## WHAT YOU ARE ASKED TO DO
Count the lines in the items below that contain the word "task". Reply with the number alone.

===== GIVEN RECORDS

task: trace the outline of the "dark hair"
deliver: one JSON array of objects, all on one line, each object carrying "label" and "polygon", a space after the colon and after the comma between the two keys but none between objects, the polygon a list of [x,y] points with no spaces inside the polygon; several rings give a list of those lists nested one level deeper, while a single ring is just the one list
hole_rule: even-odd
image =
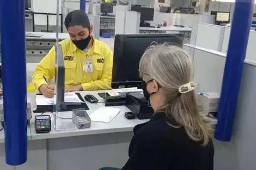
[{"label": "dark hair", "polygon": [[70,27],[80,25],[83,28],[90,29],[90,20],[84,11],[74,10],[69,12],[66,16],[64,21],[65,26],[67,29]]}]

==========
===== GIVEN RECORDS

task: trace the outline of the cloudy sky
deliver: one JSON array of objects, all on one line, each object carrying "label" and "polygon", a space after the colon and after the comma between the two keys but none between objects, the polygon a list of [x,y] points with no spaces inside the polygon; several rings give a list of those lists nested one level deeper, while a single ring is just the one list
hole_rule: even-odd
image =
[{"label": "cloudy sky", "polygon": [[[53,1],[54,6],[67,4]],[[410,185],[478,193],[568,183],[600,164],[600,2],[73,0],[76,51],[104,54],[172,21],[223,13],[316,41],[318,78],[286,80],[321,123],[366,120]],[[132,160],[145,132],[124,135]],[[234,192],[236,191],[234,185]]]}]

==========
===== GIVEN RECORDS

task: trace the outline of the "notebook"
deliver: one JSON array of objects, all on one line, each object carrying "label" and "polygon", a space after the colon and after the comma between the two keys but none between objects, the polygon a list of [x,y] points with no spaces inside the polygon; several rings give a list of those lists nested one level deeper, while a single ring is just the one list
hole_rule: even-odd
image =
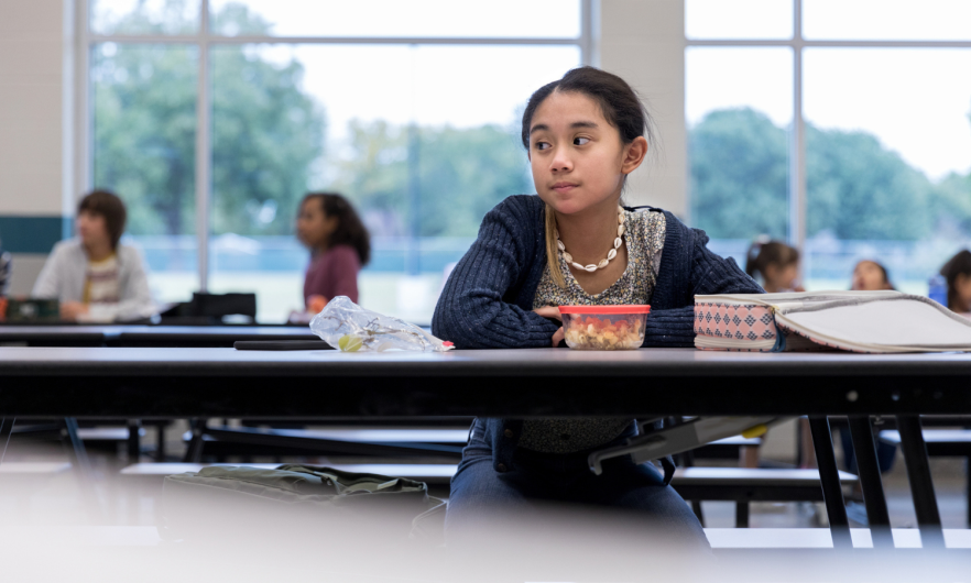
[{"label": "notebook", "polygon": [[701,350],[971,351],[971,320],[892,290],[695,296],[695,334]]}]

==========

## EXERCISE RESPONSE
3